Given entries section start

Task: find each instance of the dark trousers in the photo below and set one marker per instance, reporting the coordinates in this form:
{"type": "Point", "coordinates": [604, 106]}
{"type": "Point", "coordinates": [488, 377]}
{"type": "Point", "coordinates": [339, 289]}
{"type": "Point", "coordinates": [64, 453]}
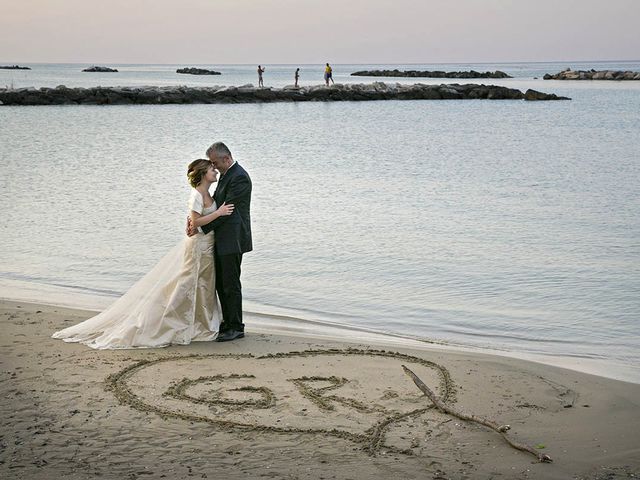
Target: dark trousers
{"type": "Point", "coordinates": [229, 290]}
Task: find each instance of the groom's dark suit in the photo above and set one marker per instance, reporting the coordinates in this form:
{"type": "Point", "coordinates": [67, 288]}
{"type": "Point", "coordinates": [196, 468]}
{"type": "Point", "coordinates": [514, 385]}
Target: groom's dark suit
{"type": "Point", "coordinates": [233, 238]}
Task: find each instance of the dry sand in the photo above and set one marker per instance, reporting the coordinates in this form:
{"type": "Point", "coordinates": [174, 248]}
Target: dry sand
{"type": "Point", "coordinates": [292, 407]}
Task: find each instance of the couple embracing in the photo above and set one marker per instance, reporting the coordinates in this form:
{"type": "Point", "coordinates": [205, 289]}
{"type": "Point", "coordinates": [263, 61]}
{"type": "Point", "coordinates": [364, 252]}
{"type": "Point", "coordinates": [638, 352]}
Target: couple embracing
{"type": "Point", "coordinates": [194, 293]}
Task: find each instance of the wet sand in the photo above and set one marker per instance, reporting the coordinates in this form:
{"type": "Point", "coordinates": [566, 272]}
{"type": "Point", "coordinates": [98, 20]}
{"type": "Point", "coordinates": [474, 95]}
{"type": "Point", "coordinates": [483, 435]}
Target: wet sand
{"type": "Point", "coordinates": [291, 407]}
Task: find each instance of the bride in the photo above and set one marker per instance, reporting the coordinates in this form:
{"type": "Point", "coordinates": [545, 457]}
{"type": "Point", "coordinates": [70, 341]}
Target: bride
{"type": "Point", "coordinates": [175, 303]}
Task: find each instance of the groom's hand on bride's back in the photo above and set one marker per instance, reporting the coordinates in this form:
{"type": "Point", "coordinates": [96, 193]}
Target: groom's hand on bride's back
{"type": "Point", "coordinates": [190, 230]}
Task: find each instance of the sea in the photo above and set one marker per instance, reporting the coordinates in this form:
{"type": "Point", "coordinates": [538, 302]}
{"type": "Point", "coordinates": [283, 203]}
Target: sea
{"type": "Point", "coordinates": [505, 227]}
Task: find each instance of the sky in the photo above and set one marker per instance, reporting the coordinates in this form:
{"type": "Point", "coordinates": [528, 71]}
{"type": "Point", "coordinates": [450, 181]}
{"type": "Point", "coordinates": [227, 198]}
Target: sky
{"type": "Point", "coordinates": [317, 31]}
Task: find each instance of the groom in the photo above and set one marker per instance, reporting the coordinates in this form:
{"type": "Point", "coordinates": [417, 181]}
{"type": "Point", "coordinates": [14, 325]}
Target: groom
{"type": "Point", "coordinates": [233, 238]}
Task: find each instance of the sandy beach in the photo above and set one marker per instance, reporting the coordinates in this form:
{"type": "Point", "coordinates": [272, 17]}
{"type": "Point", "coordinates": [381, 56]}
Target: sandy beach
{"type": "Point", "coordinates": [291, 407]}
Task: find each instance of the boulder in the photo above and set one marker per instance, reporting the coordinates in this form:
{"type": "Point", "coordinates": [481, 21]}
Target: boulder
{"type": "Point", "coordinates": [150, 95]}
{"type": "Point", "coordinates": [100, 70]}
{"type": "Point", "coordinates": [593, 75]}
{"type": "Point", "coordinates": [13, 67]}
{"type": "Point", "coordinates": [429, 74]}
{"type": "Point", "coordinates": [197, 71]}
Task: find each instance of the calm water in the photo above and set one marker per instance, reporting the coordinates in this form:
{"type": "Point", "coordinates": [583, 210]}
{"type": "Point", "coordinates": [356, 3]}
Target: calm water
{"type": "Point", "coordinates": [497, 224]}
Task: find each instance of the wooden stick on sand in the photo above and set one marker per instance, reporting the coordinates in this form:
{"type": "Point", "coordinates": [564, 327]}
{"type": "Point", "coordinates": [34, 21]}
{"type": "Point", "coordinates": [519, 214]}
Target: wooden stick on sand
{"type": "Point", "coordinates": [501, 429]}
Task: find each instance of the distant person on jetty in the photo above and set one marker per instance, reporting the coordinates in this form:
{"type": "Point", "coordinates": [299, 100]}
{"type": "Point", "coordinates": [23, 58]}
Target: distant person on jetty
{"type": "Point", "coordinates": [328, 74]}
{"type": "Point", "coordinates": [260, 72]}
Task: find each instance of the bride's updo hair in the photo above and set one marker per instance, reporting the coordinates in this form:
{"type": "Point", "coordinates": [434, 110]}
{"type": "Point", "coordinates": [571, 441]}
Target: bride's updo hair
{"type": "Point", "coordinates": [197, 170]}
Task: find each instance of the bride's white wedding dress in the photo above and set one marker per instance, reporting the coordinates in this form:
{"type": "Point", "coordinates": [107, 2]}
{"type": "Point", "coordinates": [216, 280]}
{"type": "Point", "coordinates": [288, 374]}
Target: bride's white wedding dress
{"type": "Point", "coordinates": [175, 303]}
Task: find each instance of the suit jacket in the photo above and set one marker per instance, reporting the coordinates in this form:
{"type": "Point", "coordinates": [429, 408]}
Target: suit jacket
{"type": "Point", "coordinates": [233, 232]}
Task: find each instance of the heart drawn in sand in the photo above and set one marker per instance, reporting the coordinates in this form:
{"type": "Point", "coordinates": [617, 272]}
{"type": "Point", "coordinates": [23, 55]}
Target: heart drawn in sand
{"type": "Point", "coordinates": [352, 394]}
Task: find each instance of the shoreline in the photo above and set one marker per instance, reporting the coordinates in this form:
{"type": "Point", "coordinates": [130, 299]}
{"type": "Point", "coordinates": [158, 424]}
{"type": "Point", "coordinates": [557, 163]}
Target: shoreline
{"type": "Point", "coordinates": [279, 323]}
{"type": "Point", "coordinates": [295, 407]}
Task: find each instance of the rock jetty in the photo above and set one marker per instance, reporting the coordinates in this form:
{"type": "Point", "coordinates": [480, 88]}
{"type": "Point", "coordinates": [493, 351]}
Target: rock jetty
{"type": "Point", "coordinates": [429, 74]}
{"type": "Point", "coordinates": [249, 94]}
{"type": "Point", "coordinates": [569, 74]}
{"type": "Point", "coordinates": [100, 69]}
{"type": "Point", "coordinates": [197, 71]}
{"type": "Point", "coordinates": [13, 67]}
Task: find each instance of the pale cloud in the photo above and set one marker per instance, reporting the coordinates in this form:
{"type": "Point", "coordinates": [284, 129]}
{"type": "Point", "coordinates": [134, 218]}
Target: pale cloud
{"type": "Point", "coordinates": [309, 31]}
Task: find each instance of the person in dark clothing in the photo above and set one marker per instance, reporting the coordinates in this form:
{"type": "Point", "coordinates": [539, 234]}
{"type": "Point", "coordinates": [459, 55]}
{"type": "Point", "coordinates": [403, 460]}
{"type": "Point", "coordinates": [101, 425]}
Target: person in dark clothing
{"type": "Point", "coordinates": [232, 238]}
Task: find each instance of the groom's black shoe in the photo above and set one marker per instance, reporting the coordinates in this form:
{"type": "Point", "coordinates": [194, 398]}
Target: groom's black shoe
{"type": "Point", "coordinates": [230, 335]}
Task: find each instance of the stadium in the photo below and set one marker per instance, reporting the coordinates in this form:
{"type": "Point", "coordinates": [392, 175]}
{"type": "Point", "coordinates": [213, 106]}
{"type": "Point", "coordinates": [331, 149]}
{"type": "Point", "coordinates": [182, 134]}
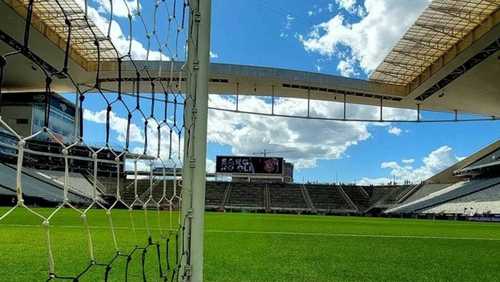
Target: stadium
{"type": "Point", "coordinates": [120, 159]}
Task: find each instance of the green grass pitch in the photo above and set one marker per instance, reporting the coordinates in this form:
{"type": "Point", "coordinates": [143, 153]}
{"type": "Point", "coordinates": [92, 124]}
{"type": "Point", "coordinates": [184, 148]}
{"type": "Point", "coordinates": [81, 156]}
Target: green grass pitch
{"type": "Point", "coordinates": [261, 247]}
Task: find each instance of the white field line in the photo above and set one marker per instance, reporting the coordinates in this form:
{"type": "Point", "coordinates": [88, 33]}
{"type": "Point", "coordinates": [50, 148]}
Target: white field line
{"type": "Point", "coordinates": [284, 233]}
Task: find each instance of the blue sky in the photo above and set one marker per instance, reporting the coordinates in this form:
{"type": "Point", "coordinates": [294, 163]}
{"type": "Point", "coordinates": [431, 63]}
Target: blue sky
{"type": "Point", "coordinates": [339, 37]}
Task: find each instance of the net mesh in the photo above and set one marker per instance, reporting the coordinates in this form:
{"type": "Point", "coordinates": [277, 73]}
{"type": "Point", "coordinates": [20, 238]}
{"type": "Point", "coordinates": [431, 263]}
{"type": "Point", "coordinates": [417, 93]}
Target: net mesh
{"type": "Point", "coordinates": [126, 144]}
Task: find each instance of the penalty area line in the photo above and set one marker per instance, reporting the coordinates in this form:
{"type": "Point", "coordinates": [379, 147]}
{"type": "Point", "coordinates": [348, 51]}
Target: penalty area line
{"type": "Point", "coordinates": [351, 235]}
{"type": "Point", "coordinates": [283, 233]}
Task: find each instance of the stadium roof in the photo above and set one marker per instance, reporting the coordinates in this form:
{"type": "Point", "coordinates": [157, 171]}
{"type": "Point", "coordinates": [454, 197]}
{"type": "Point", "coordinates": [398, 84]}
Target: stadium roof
{"type": "Point", "coordinates": [447, 61]}
{"type": "Point", "coordinates": [440, 32]}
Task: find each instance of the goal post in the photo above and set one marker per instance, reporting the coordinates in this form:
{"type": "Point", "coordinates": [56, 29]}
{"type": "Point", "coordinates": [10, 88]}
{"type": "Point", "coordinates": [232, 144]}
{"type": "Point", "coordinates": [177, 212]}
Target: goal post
{"type": "Point", "coordinates": [195, 140]}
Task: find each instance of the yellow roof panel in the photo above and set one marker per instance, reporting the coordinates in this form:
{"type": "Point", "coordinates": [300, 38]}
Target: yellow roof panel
{"type": "Point", "coordinates": [442, 25]}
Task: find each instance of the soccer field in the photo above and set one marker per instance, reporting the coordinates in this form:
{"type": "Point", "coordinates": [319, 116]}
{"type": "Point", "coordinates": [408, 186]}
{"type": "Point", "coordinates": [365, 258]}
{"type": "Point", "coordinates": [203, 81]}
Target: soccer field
{"type": "Point", "coordinates": [261, 247]}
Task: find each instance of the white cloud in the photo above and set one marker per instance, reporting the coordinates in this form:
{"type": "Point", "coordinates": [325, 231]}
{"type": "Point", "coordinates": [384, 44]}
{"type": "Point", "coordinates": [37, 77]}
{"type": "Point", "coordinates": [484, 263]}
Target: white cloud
{"type": "Point", "coordinates": [289, 21]}
{"type": "Point", "coordinates": [348, 5]}
{"type": "Point", "coordinates": [394, 130]}
{"type": "Point", "coordinates": [121, 8]}
{"type": "Point", "coordinates": [303, 142]}
{"type": "Point", "coordinates": [330, 7]}
{"type": "Point", "coordinates": [210, 166]}
{"type": "Point", "coordinates": [117, 124]}
{"type": "Point", "coordinates": [370, 39]}
{"type": "Point", "coordinates": [346, 67]}
{"type": "Point", "coordinates": [436, 161]}
{"type": "Point", "coordinates": [408, 161]}
{"type": "Point", "coordinates": [138, 51]}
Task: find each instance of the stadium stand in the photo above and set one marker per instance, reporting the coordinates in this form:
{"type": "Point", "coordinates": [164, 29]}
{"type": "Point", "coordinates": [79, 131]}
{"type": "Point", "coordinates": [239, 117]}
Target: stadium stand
{"type": "Point", "coordinates": [329, 199]}
{"type": "Point", "coordinates": [246, 196]}
{"type": "Point", "coordinates": [215, 195]}
{"type": "Point", "coordinates": [41, 191]}
{"type": "Point", "coordinates": [483, 202]}
{"type": "Point", "coordinates": [449, 193]}
{"type": "Point", "coordinates": [424, 190]}
{"type": "Point", "coordinates": [76, 181]}
{"type": "Point", "coordinates": [286, 197]}
{"type": "Point", "coordinates": [358, 196]}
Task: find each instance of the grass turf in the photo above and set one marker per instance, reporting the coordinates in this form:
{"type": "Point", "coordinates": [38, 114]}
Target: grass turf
{"type": "Point", "coordinates": [260, 247]}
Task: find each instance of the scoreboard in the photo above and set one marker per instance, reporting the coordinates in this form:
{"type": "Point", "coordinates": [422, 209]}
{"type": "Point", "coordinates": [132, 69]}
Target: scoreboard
{"type": "Point", "coordinates": [243, 165]}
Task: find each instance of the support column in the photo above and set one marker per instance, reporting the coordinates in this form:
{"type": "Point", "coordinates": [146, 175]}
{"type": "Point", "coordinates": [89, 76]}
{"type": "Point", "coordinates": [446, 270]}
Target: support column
{"type": "Point", "coordinates": [195, 141]}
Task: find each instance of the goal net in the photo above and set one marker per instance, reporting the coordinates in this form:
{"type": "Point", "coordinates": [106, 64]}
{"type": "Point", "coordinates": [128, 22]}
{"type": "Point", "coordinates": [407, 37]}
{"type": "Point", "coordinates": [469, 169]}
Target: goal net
{"type": "Point", "coordinates": [94, 175]}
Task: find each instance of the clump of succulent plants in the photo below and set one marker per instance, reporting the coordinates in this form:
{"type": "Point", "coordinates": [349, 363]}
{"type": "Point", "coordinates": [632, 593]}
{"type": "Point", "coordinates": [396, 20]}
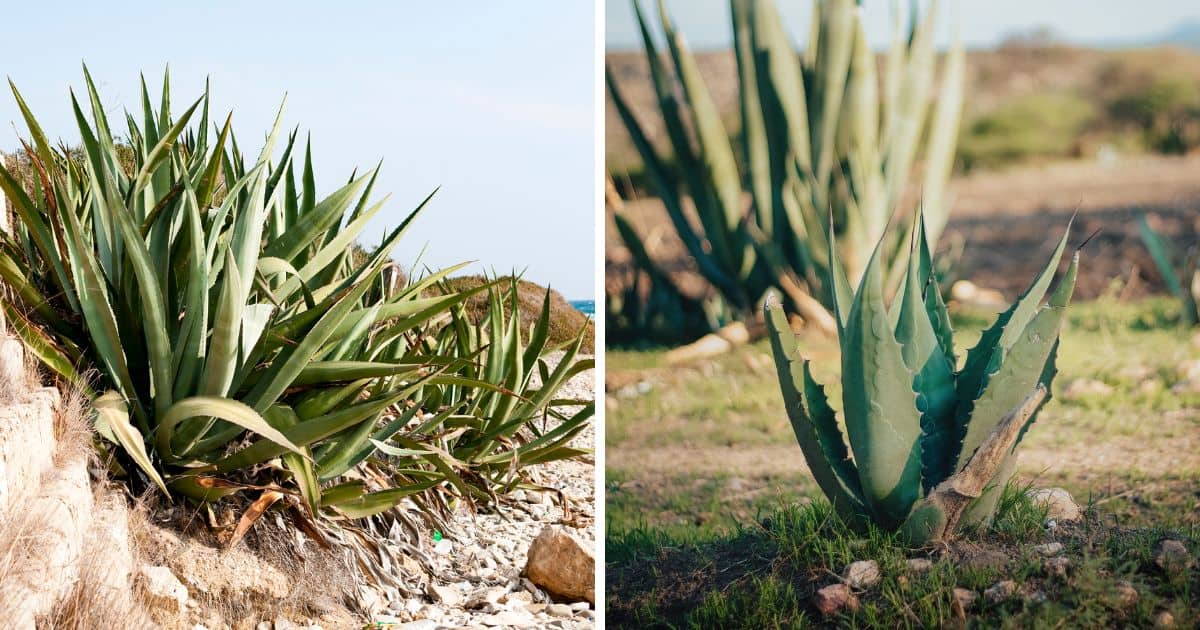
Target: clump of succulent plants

Given entries section end

> What you will do
Copy every line from the data that includes the string "plants".

> Output for this task
Task: find each instance of the clump of succulent plants in the photo below and set one marker per instance, reporting the coordinates in this form:
Target: clump of succulent plants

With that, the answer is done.